WRITTEN EXERCISE A: From the account of the Hessian assault on the fort, transcribe the passage starting with "Colonel Donop was" and going on through "lost to time.".
WRITTEN EXERCISE B: In the account of the Hessian assault on the fort, how many Hessians does Captain Olney say were buried in one ditch the next day?
* start TEXT EXTRACT *
In forty minutes, it was over. The Hessians, faced with no way of ascending the nine-foot walls, fired aimlessly up at the defenders while their comrades dropped all around them. Hopes of pressing the attack gone, both columns began a general retreat pursued by rifle and the fort’s artillery. The row-galleys continued to fire upon the men as they retired from the field; leaving a bloody trail of dead and wounded. They fell back to the protection of the woods and reformed where they had first assembled, about 400 yards to the north and rear of the fort. The ground was left strewn with the dead and dying. Many of the wounded hobbled or tried to crawl to the forest where their comrades were assembling. Colonel Donop lay dying where he fell. His second in command, Lt. Colonel Mingerode, was mortally wounded. This left Lt. Colonel Linsing in command. In the twilight, he organized the troops and gathered the wounded to begin the retreat to Haddonfield, ten miles (16km) distant.
Results
Over a hundred Hessians lay dead in the trenches. Many more were strewn across the fields. Captain Olney writes that the next day, eighty-seven were buried in one ditch alone. The retreating column was accompanied by all the wounded who could bear to be carried or helped along by their comrades. Twenty-two were buried by the roadside on the way back to Cooper’s Ferry in Haddonfield. Sixty more were left disabled on the ground along the way. Twenty Hessians were found along the southern berm, clinging to the parapet to be out of the line of fire. When their comrades retreated, they chose not to chance running the gauntlet of bullets and grape shot to escape across the open. They were captured and herded into the fort. Accounts varied on the total number of Hessian casualties from the official Hessian report of 371 to eyewitness’s statements of over 400. It is basically agreed that at least one hundred lay dead before the walls of the fort and as stated more succumbed to their wounds during the retreat to Philadelphia. This number would ultimately result in the second highest number of British casualties for one engagement in the war behind the number suffered after the Battle of Bunker Hill. The total American loss was 14 killed and 19 wounded. Other totals in historical accounts agree on the number killed, but place the total of American wounded as high as 27. Only one captain was reported captured.
Colonel Donop was found about 20 rods beyond the works where he had retreated before collapsing. He had multiple wounds; one ball having shattered his thigh. It is reported that he refused to be carried from the field and insisted his men leave him to the enemy. He was personally looked after by du Presiss who gave him all the care affording his rank and station. He died on October 29th, 1777 and was buried close to the fort. A crude stone marked his place of rest, which has since been lost to time.
* end TEXT EXTRACT *
* start DATA EXTRACT *
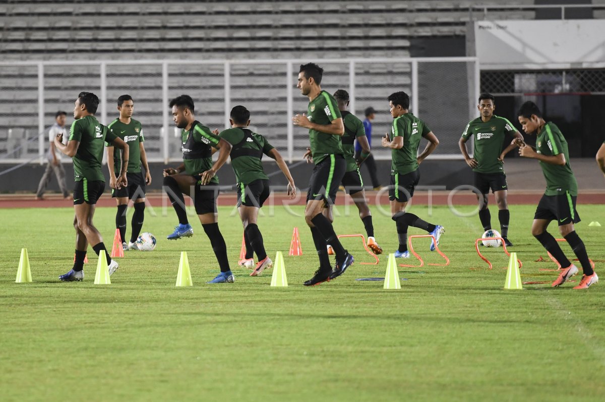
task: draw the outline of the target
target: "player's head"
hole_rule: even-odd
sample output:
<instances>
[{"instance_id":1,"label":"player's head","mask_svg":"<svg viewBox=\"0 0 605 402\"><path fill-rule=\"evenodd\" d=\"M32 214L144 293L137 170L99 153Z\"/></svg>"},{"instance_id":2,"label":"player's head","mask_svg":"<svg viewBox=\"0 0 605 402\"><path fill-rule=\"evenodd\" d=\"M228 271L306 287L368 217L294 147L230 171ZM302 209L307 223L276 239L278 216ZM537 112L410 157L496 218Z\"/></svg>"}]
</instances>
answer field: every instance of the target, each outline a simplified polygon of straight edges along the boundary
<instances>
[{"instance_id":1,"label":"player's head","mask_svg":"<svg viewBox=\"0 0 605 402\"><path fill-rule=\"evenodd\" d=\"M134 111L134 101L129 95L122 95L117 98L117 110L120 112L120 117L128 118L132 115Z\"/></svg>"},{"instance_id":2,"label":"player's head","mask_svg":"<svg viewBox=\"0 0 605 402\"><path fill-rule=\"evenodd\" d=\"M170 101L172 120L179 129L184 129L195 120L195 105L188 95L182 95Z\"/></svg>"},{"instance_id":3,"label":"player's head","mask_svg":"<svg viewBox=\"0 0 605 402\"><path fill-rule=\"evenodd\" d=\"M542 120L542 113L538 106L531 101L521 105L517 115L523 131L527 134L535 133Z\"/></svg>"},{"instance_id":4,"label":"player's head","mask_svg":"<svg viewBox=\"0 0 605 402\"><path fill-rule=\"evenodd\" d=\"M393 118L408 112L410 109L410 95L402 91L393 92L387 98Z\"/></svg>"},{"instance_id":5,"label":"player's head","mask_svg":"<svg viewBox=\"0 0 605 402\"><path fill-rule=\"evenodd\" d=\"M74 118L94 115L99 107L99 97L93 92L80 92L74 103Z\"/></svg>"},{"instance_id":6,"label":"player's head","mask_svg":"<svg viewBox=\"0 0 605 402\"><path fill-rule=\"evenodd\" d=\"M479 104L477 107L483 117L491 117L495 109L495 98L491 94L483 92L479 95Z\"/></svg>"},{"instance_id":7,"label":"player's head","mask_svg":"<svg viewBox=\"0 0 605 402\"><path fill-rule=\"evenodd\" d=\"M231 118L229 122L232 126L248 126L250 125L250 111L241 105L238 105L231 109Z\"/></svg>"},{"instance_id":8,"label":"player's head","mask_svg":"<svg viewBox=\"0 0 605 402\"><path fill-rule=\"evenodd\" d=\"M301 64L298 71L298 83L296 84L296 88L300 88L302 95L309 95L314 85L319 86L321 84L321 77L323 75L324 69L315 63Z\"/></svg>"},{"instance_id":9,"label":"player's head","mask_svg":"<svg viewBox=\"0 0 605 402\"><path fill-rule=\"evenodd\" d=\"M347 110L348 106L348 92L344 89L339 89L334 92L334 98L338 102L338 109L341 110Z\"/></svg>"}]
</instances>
* end DATA EXTRACT *
* start DATA EXTRACT *
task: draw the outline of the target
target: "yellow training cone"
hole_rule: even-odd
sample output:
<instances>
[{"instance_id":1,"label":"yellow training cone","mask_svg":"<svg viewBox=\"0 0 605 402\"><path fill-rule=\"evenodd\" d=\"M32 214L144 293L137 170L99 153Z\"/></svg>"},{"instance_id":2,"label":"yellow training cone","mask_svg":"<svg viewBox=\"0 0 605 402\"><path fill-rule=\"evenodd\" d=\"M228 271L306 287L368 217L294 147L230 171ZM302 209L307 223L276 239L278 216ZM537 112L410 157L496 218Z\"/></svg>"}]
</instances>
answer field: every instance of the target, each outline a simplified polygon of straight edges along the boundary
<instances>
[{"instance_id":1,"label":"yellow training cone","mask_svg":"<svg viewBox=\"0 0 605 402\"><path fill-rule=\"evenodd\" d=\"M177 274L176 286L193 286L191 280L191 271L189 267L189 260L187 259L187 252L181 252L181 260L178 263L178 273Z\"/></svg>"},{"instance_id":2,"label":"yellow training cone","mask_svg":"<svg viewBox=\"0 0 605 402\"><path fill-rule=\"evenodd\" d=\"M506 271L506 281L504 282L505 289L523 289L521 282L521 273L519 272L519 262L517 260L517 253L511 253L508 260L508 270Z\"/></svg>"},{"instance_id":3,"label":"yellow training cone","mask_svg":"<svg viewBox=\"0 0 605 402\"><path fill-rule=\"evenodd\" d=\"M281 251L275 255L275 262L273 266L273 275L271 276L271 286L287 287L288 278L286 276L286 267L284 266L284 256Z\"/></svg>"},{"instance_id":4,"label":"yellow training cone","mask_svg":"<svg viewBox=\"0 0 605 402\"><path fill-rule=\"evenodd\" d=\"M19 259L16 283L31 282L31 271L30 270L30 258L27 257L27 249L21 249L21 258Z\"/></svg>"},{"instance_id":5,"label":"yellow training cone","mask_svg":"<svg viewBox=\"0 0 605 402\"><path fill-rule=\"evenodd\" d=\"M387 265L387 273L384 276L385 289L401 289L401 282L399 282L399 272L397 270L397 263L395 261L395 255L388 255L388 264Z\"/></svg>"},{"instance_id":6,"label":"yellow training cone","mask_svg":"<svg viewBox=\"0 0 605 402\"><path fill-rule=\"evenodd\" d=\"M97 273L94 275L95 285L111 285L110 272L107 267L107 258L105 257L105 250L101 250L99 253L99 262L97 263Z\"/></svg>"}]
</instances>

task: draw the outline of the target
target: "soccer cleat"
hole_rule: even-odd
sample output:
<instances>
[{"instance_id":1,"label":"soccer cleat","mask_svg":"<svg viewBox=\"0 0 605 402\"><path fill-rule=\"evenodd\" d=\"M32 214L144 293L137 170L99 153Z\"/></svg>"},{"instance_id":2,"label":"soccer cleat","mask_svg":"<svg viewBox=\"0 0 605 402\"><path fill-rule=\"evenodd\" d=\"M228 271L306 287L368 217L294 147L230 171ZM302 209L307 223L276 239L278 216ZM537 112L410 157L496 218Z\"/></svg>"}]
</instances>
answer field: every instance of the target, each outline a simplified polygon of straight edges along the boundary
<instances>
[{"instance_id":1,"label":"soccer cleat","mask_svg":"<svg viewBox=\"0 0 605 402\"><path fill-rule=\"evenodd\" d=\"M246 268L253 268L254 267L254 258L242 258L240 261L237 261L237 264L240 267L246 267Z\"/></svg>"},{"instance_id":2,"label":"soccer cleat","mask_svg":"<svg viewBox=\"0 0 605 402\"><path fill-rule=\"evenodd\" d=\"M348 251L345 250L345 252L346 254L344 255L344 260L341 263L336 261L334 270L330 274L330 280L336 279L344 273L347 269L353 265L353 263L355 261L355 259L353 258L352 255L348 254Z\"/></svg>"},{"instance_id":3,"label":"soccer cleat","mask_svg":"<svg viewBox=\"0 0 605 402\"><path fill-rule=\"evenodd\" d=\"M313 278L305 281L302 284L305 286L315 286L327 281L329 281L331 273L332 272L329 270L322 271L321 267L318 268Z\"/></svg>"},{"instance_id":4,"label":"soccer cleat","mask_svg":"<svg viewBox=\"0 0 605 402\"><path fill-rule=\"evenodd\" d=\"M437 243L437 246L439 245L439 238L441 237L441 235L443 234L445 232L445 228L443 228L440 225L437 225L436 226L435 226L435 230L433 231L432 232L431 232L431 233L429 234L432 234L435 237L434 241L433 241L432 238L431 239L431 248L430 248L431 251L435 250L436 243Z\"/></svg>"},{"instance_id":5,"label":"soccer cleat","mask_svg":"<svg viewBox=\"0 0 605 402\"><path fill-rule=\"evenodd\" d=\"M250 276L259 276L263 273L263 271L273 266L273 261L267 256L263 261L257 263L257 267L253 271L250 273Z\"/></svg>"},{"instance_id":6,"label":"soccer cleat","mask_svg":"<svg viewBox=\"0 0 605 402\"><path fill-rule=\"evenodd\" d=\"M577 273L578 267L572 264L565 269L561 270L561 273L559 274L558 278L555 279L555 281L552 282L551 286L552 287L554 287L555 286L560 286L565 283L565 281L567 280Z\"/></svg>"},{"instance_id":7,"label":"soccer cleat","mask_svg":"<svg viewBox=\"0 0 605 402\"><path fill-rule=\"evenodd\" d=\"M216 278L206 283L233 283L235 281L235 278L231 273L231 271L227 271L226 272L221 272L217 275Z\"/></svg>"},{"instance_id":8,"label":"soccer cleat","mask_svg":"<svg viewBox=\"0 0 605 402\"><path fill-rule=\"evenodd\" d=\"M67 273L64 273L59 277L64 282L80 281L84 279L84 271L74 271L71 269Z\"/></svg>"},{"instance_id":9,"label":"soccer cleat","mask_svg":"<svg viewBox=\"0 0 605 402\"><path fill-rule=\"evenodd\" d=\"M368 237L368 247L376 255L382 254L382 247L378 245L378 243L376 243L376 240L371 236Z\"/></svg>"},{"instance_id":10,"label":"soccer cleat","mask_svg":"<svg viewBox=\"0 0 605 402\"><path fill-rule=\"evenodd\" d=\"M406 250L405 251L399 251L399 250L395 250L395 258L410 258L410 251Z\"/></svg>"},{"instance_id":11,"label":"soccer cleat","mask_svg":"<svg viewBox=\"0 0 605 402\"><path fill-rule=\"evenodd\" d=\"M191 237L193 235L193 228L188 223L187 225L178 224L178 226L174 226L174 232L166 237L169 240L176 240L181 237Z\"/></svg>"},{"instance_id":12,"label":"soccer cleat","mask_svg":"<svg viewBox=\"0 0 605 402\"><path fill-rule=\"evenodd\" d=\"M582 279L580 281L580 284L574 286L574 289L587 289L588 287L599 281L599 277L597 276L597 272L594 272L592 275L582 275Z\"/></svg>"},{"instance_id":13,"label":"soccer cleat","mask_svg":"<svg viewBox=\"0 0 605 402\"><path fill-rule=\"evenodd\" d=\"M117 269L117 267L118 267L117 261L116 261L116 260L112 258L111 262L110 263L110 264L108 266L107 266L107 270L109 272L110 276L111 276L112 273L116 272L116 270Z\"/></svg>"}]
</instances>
* end DATA EXTRACT *
* start DATA EXTRACT *
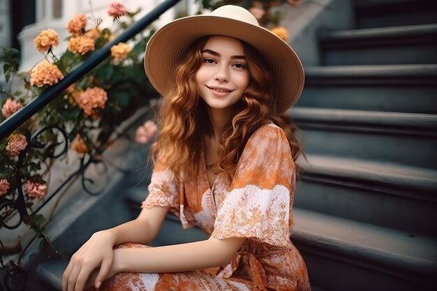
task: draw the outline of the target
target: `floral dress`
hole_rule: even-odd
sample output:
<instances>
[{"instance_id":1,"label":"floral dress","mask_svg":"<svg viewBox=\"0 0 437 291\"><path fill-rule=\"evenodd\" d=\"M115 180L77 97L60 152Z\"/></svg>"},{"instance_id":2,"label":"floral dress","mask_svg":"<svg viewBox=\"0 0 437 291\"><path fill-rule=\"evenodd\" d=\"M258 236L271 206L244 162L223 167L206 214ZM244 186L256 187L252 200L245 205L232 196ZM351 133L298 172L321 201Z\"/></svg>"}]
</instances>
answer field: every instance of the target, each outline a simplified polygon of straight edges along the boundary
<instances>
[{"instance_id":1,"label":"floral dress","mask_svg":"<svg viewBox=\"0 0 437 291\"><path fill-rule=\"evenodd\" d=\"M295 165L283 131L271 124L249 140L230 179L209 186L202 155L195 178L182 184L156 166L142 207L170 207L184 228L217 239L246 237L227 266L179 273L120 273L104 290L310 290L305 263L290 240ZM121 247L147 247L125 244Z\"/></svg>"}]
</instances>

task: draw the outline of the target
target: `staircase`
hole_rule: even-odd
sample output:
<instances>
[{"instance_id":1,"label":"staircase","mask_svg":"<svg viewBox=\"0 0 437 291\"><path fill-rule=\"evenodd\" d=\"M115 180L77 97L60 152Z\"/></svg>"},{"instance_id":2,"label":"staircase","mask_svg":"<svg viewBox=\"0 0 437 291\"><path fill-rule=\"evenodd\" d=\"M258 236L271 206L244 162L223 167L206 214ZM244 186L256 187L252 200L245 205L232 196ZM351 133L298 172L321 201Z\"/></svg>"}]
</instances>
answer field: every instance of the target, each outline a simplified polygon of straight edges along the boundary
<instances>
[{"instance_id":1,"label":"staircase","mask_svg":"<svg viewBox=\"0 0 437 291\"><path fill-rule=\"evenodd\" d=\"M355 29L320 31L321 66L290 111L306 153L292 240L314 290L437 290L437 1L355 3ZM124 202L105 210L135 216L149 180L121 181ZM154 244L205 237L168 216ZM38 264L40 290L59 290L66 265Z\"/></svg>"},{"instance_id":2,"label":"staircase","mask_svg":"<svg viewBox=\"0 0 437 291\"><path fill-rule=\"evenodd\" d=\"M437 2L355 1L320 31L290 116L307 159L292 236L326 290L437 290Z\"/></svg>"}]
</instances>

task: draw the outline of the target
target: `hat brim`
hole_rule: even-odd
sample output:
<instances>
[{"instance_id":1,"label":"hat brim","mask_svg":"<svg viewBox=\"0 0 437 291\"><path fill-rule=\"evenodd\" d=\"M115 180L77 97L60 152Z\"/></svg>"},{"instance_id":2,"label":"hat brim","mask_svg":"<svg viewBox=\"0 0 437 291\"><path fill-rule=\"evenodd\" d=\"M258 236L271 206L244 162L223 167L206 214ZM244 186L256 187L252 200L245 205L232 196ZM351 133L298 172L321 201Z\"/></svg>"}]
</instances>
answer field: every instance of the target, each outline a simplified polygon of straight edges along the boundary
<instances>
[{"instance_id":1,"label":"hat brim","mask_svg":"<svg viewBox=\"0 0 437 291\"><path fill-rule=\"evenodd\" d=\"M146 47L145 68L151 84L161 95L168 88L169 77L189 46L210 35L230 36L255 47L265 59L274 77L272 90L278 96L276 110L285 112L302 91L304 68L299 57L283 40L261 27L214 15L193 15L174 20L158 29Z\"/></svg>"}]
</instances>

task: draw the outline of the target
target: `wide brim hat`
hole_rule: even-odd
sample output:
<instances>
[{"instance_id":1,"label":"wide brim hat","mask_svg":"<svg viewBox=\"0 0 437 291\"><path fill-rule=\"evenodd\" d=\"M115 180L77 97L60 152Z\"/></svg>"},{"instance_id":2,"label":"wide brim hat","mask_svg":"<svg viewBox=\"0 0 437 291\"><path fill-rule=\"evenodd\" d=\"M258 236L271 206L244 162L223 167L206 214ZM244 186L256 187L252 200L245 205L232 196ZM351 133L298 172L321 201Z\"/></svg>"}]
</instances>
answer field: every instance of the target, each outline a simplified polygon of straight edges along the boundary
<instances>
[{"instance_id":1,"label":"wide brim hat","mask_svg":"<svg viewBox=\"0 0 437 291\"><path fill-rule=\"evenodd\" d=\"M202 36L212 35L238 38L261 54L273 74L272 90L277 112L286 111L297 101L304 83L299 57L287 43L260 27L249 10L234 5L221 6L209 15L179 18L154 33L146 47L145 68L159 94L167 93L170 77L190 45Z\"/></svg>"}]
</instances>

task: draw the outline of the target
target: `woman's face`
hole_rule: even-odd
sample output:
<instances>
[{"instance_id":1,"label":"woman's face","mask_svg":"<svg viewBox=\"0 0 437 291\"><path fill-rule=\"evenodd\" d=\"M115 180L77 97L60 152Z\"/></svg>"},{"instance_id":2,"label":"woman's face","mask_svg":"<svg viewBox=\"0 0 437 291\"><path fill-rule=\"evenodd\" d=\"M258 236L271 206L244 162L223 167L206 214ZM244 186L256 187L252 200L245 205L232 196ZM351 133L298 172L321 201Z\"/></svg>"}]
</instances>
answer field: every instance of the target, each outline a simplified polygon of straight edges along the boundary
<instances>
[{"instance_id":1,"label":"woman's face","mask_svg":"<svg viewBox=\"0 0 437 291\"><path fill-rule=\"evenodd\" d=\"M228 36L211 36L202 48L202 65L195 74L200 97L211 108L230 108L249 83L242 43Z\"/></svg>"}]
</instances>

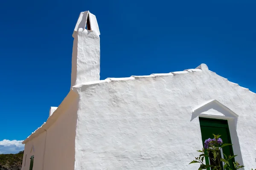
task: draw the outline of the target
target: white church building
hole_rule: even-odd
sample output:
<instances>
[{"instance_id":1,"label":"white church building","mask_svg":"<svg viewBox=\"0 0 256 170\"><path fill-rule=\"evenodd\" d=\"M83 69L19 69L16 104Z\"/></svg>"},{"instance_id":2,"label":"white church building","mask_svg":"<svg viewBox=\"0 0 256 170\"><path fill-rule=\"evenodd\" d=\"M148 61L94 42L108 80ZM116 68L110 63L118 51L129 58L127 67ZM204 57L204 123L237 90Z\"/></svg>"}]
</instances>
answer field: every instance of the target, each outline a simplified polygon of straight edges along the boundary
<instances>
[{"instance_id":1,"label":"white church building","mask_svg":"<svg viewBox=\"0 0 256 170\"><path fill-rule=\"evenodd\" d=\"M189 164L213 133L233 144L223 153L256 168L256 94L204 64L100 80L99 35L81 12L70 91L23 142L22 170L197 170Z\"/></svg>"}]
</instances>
* end DATA EXTRACT *
RESPONSE A:
Colonel Donop was found about 20 rods beyond the works where he had retreated before collapsing. He had multiple wounds; one ball having shattered his thigh. It is reported that he refused to be carried from the field and insisted his men leave him to the enemy. He was personally looked after by du Presiss who gave him all the care affording his rank and station. He died on October 29th, 1777 and was buried close to the fort. A crude stone marked his place of rest, which has since been lost to time.

RESPONSE B: Eighty-seven.